Document
I like reverse traps.


----------



## dAVID_ (Oct 16, 2017)

ComeTurismO said:


> Okay, so a bunch of us here have nicknames, we might as well list them so people don't get confused if someone mentions someone with a nickname in the EoF. Remember to mention some I forget.
> 
> CumTurista = ComeTurismO (me)
> SpookyCappuccino = GhostLatte
> ...



Add me. I'm called TheOnionCricket or OnionCricket on some places.


----------



## rileysrjay (Oct 16, 2017)

You can add me. I used to call myself "rjay28" on some websites a few years back


----------



## ComeTurismO (Oct 16, 2017)

dAVID_ said:


> Add me. I'm called TheOnionCricket or OnionCricket on some places.





rileysrjay said:


> You can add me. I used to call myself "rjay28" on some websites a few years back



y'all are added


----------



## drenal (Oct 16, 2017)

I don't have one so I dunno what to put


----------



## jDSX (Oct 16, 2017)

drenal said:


> I don't have one so I dunno what to put



We make them up so you don't have to say no more!

drenal = 2anal


----------



## drenal (Oct 16, 2017)

jDSX said:


> We make them up so you don't have to say no more!
> 
> drenal = 2anal


no


----------



## jDSX (Oct 16, 2017)

drenal said:


> no



Yes


----------



## drenal (Oct 16, 2017)

jDSX said:


> Yes


no, I don't like it


----------



## jDSX (Oct 16, 2017)

drenal said:


> no, I don't like it



That's the part of this you don't get to choose 

better than gaynal amitre?


----------



## drenal (Oct 16, 2017)

jDSX said:


> That's the part of this you don't get to choose


but _david and rileysrjay got to


----------



## GhostLatte (Oct 16, 2017)

jDSX said:


> We make them up so you don't have to say no more!
> 
> drenal = 2anal





drenal said:


> no, I don't like it


I could edit the OP with it :^)


----------



## drenal (Oct 16, 2017)

GhostLatte said:


> I could edit the OP with it :^)


no please


----------



## TotalInsanity4 (Oct 16, 2017)

Good lord I forgot this existed. Please change me to TI-4


----------



## GhostLatte (Oct 16, 2017)

TotalInsanity4 said:


> Good lord I forgot this existed. Please change me to TI-4


Done!


----------



## rileysrjay (Oct 16, 2017)

Lol, I just now noticed darkflare's nickname:
Leaving for a Very Long Time™ = DarkFlare69


----------



## GhostLatte (Oct 16, 2017)

drenal said:


> no please


Check the OP. Your nickname is something better <3


----------



## drenal (Oct 16, 2017)

Parts of the exercise
A - Return the passage of the forum thread on nicknames starting with "## dAVID_ (Oct" and going on through "CumTurista = ComeTurismO (me)".
B - Summarize the forum thread on nicknames in two sentences.

Rows from a pointing dataset:
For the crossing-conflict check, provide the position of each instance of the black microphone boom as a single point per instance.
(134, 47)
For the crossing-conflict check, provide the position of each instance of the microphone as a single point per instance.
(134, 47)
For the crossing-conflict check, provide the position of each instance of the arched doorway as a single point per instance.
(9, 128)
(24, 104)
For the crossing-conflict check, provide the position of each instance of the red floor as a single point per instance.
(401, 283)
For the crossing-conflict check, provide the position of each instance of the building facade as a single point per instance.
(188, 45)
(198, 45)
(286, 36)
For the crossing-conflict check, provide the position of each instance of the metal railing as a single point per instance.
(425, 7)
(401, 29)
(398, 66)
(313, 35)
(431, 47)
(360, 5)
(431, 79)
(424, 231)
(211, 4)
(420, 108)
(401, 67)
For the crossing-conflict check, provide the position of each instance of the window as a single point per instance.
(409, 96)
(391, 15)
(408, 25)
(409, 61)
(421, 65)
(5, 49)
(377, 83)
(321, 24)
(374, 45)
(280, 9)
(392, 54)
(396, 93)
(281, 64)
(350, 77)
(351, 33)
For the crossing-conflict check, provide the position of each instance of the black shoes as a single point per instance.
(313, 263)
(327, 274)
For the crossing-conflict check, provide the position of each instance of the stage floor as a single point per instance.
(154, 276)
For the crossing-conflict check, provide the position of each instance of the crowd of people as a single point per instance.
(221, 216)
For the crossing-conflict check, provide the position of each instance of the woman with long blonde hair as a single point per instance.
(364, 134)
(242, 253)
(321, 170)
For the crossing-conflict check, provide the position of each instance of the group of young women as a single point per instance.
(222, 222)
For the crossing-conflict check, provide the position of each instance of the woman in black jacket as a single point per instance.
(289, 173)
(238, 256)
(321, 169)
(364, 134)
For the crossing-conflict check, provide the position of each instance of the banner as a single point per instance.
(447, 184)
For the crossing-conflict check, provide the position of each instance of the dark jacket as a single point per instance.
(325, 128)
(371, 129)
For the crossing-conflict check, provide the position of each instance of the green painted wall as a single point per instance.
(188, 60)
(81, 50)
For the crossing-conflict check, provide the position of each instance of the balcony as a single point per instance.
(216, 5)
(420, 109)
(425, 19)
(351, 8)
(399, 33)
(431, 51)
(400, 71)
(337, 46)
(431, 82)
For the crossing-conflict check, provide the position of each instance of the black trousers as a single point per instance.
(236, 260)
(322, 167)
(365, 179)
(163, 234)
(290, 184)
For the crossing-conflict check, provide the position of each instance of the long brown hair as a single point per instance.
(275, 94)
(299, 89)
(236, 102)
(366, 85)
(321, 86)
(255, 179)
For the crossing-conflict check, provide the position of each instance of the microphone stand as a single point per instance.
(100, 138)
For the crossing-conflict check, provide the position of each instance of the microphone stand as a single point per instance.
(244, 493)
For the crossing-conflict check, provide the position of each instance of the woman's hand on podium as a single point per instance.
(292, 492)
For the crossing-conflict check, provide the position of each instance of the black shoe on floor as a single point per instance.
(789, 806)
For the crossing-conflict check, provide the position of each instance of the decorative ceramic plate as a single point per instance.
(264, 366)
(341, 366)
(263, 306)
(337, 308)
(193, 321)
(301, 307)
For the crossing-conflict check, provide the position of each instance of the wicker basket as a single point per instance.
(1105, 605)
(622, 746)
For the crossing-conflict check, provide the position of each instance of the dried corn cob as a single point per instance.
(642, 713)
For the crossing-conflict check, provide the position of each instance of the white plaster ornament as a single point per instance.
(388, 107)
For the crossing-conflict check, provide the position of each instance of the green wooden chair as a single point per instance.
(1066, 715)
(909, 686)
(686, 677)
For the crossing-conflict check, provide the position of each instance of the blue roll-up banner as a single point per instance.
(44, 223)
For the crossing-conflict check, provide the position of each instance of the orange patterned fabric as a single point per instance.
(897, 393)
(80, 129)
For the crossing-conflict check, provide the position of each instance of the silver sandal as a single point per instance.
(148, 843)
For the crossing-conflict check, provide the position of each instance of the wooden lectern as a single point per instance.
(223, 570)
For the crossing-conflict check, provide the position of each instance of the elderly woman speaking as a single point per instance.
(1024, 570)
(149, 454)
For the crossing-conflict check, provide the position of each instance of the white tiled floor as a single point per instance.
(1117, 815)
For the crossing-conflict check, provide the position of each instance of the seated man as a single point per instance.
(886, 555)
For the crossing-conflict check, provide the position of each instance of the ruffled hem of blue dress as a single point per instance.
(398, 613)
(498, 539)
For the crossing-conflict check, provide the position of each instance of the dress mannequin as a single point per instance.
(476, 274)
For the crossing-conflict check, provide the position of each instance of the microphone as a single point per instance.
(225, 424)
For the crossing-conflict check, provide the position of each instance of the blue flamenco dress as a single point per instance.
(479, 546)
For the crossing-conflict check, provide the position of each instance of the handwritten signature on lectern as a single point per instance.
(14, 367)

Solution set
A -
## dAVID_ (Oct 16, 2017)

ComeTurismO said:


> Okay, so a bunch of us here have nicknames, we might as well list them so people don't get confused if someone mentions someone with a nickname in the EoF. Remember to mention some I forget.
> 
> CumTurista = ComeTurismO (me)

B - Forum members offer nicknames for a shared list, such as dAVID_ giving TheOnionCricket or OnionCricket and TotalInsanity4 asking to be changed to TI-4, and ComeTurismO and GhostLatte confirm the additions. When drenal says there is no nickname to offer, jDSX proposes one that drenal repeatedly rejects, and GhostLatte later says drenal's nickname in the OP is something better.